→ Source text

3 Intervention Research

In this chapter, we present an example of using R to plan and analyze an intervention evaluation study.

3.1 The Case Study

Say you are a school counselor interested in program evalustion and have been contacted by a high school to assist in an evaluation project. The school has been using a proprietary evidence-based teen pregnancy prevention program — Reducing the Risk (RTR) — for a number of years but, because of budget considerations, is questioning the advisability of continuing to use the program in addition to the regular sex ed curriculum. The school has never evaluated the program so school staff suggested that an evaluation of the program be conducted before it is possibly eliminated.

You suggest that the best evidence of program effectiveness would come from an experimental evaluation design. Despite the logistical difficulties of randomly selecting and randomly assigning students to study conditions in a school setting, you successfully make the argument that this type of design would be optimal in addressing the high stakes decision to eliminate or continue the program.

→ Prompt A
Quote the stretch of the intervention research text from "You suggest that" through "continue the program.".

Entries drawn from a collection:

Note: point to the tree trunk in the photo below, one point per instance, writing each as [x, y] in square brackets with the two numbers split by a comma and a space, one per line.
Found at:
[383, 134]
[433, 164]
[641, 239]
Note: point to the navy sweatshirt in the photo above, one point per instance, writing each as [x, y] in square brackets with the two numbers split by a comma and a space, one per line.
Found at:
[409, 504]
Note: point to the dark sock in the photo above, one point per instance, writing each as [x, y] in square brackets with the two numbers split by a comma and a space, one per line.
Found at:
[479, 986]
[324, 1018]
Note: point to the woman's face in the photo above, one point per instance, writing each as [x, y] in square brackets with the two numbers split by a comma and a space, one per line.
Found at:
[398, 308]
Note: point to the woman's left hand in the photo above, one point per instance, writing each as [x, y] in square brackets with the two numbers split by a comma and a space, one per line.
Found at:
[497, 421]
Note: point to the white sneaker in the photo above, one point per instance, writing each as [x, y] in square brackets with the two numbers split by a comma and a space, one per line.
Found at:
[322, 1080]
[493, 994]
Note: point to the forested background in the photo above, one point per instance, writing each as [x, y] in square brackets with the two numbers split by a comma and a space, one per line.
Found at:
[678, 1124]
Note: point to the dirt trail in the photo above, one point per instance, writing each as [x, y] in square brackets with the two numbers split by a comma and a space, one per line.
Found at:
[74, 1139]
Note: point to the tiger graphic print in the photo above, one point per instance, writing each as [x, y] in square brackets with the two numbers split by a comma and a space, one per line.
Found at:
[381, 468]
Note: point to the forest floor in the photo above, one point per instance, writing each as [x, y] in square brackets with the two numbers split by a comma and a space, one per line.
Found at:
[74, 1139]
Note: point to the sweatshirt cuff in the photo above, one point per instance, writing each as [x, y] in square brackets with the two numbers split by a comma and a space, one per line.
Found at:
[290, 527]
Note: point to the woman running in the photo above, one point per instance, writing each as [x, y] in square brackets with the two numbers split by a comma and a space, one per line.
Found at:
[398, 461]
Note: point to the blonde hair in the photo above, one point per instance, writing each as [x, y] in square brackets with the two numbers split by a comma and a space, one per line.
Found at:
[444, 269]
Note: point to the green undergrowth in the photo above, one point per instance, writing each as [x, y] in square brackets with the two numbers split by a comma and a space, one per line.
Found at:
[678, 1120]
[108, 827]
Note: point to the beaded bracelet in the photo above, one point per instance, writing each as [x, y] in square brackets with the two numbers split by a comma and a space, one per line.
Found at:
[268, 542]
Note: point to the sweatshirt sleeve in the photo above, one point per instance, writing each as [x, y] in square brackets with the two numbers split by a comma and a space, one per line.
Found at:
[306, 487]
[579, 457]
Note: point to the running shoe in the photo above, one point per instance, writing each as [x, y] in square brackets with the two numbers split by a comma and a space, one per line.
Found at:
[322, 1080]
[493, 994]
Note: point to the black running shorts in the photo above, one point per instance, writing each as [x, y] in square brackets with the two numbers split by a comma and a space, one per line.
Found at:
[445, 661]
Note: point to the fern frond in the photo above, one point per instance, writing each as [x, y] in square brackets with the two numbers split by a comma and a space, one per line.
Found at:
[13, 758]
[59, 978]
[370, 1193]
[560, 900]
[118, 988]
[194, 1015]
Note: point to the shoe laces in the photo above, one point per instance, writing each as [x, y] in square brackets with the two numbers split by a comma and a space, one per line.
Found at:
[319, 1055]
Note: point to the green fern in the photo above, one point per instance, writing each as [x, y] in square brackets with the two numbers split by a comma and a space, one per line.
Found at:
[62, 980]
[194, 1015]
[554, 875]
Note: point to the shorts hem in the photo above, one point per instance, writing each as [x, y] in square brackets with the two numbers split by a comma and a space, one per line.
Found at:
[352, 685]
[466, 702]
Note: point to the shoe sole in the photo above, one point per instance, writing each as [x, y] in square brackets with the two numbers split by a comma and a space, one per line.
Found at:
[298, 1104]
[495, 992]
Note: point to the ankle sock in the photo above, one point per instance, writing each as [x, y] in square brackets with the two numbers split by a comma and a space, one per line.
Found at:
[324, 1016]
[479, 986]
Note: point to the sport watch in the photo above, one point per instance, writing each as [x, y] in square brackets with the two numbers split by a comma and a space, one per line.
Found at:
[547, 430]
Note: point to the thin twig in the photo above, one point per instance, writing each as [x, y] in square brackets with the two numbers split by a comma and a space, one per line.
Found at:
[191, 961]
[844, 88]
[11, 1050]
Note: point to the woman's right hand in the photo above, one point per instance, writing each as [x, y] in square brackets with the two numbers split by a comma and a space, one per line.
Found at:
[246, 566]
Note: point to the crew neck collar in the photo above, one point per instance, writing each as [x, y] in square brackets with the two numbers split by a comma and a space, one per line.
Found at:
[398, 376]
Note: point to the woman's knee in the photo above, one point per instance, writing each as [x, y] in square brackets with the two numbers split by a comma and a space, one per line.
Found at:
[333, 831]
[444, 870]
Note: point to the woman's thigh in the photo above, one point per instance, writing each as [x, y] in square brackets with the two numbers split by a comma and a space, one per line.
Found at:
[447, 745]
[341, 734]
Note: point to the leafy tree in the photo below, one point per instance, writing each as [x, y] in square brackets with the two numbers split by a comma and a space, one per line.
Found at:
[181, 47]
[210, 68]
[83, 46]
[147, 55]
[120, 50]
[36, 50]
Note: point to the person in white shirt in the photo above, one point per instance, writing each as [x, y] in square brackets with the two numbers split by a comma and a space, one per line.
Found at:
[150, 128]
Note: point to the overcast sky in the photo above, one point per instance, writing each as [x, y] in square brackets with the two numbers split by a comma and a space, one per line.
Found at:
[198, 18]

→ Prompt B
Print the stretch of the entries from their first line through the line containing "[324, 1018]", including both ends.

→ Written response A
You suggest that the best evidence of program effectiveness would come from an experimental evaluation design. Despite the logistical difficulties of randomly selecting and randomly assigning students to study conditions in a school setting, you successfully make the argument that this type of design would be optimal in addressing the high stakes decision to eliminate or continue the program.

→ Written response B
Note: point to the tree trunk in the photo below, one point per instance, writing each as [x, y] in square brackets with the two numbers split by a comma and a space, one per line.
Found at:
[383, 134]
[433, 164]
[641, 239]
Note: point to the navy sweatshirt in the photo above, one point per instance, writing each as [x, y] in square brackets with the two numbers split by a comma and a space, one per line.
Found at:
[409, 504]
Note: point to the dark sock in the photo above, one point per instance, writing each as [x, y] in square brackets with the two numbers split by a comma and a space, one per line.
Found at:
[479, 986]
[324, 1018]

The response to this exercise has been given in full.